_Aim of the task_: List every line in the entries below that contains the word "mirror", copying each such line in full.

_Provided records_:
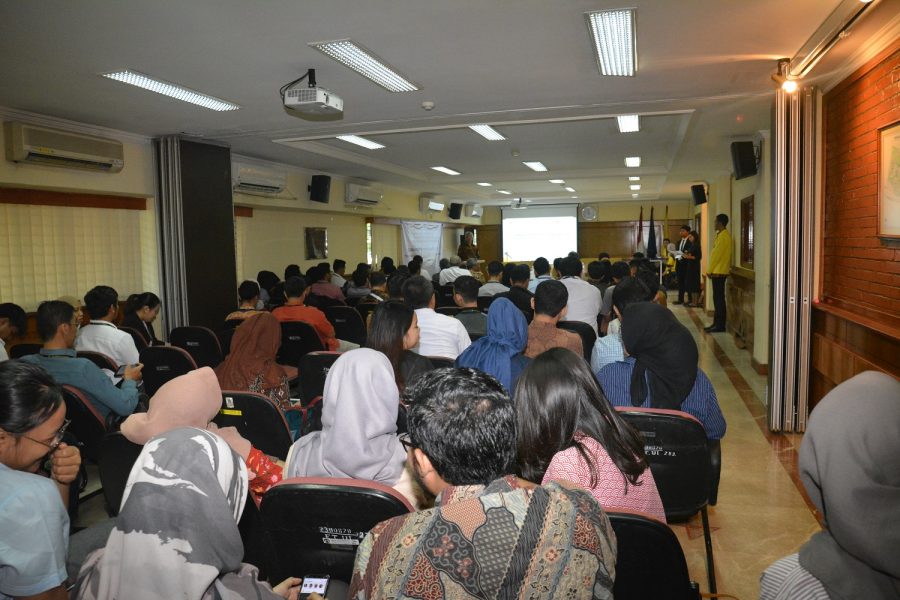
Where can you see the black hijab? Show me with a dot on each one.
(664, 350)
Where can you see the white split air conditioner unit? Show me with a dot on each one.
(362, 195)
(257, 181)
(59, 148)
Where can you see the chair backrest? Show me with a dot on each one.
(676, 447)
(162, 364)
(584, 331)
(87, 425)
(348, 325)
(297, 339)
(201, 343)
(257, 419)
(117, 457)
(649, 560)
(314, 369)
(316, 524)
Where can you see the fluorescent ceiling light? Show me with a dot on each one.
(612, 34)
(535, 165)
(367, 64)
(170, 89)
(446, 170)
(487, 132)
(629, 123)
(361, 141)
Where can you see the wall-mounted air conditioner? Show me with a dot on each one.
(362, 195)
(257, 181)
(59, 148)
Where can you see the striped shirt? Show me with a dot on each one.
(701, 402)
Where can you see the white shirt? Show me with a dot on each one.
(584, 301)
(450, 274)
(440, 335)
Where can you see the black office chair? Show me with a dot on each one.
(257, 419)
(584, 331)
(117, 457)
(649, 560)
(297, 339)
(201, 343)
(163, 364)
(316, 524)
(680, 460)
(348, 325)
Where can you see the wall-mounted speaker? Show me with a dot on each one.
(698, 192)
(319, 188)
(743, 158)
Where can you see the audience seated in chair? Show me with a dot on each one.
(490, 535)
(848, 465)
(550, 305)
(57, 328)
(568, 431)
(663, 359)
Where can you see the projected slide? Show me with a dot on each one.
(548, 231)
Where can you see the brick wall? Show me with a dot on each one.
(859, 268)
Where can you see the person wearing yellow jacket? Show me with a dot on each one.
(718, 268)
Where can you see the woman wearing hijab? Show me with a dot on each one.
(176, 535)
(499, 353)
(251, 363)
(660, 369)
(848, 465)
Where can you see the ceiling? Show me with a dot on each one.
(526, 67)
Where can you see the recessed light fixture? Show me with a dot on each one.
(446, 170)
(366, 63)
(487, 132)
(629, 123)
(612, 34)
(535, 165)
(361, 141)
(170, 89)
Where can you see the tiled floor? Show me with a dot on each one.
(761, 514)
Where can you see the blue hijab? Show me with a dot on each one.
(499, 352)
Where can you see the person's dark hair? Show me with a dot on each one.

...

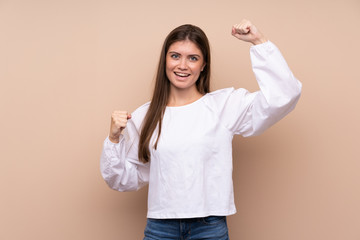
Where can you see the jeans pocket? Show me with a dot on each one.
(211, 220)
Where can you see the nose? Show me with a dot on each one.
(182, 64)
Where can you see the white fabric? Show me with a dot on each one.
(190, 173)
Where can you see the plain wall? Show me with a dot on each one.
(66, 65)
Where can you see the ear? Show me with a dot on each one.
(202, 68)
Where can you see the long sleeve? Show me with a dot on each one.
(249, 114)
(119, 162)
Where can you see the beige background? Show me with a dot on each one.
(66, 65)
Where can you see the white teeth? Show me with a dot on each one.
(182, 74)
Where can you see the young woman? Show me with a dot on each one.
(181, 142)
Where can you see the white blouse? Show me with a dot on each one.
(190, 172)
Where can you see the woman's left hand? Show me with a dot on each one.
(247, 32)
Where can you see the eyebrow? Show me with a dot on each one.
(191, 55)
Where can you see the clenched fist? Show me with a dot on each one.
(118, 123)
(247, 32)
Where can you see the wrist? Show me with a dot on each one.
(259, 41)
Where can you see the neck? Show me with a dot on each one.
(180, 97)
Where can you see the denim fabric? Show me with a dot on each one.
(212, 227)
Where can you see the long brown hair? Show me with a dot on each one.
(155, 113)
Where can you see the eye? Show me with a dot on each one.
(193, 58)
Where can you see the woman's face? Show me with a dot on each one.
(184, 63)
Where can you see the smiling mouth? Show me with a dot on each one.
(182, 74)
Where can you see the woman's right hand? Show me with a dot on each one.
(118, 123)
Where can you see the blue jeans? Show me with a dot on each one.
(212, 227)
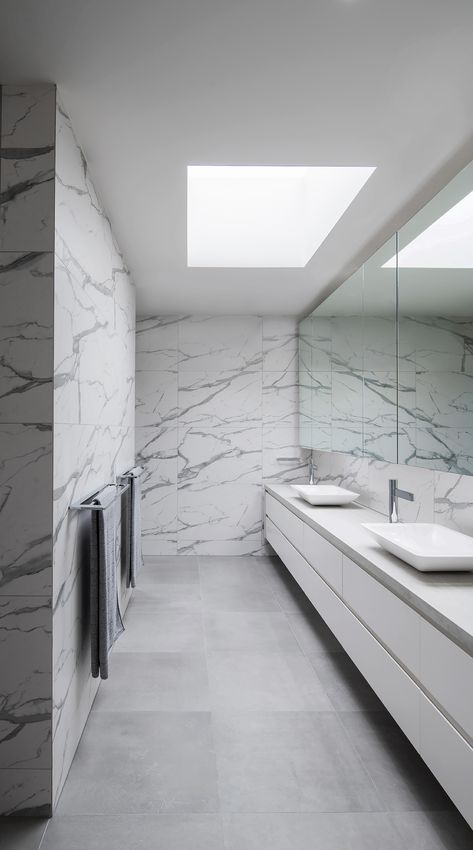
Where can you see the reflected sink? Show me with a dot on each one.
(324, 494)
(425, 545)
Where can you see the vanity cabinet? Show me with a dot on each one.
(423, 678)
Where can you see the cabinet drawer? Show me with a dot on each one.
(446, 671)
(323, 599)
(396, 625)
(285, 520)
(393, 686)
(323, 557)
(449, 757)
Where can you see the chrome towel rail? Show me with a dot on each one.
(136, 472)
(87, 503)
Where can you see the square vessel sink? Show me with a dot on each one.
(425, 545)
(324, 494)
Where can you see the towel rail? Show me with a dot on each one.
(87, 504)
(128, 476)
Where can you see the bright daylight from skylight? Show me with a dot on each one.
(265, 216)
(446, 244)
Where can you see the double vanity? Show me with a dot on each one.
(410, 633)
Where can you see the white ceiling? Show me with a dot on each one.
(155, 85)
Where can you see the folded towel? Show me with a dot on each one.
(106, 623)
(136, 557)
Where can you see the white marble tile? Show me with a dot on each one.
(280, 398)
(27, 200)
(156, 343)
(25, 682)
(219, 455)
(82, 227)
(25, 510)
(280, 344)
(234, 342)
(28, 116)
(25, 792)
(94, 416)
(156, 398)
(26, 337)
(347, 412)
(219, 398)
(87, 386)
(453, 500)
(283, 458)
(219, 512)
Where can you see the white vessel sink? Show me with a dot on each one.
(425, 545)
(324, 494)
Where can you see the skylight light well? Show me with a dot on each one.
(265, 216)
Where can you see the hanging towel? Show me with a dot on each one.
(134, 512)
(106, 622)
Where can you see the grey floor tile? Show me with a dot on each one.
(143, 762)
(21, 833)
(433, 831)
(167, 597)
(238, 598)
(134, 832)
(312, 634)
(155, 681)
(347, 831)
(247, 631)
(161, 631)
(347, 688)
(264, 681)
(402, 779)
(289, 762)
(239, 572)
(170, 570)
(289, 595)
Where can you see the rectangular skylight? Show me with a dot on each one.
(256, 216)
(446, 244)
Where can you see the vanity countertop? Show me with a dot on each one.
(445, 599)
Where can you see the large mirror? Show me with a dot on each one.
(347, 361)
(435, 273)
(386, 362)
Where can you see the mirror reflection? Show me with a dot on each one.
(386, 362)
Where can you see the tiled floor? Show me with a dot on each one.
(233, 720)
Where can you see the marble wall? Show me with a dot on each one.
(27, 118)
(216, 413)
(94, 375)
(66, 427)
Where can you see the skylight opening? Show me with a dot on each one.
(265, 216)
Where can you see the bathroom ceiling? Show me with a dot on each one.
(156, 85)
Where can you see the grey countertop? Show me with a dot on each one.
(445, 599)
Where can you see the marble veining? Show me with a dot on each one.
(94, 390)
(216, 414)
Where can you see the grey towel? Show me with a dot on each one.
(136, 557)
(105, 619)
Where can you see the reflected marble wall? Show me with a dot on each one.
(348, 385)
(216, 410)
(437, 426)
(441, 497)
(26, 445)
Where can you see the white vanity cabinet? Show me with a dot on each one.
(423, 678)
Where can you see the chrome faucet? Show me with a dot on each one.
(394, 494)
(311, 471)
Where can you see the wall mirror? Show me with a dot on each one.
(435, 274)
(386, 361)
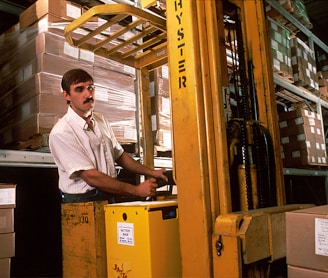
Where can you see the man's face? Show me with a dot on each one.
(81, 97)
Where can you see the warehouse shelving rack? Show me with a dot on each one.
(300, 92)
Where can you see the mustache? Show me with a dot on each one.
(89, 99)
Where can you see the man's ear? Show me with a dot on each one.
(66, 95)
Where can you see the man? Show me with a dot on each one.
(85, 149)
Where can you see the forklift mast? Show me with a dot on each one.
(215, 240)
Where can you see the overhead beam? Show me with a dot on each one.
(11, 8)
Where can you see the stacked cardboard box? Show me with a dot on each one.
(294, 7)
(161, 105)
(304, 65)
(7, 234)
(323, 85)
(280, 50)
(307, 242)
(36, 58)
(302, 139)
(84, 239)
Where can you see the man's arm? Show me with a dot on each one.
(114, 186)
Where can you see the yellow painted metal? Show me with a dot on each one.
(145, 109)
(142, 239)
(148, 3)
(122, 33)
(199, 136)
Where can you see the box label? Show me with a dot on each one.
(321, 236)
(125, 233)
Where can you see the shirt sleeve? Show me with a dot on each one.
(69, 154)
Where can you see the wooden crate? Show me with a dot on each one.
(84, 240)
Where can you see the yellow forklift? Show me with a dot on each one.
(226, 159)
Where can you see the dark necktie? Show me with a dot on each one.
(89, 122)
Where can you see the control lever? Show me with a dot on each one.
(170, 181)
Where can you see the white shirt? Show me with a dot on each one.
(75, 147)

_Solution to the exercise_:
Where can you see the large mirror? Show me with a dot on each one.
Where can you see the mirror reflection? Show me with a dot on each one.
Where can you see the wall mirror? Show me with a dot on each one.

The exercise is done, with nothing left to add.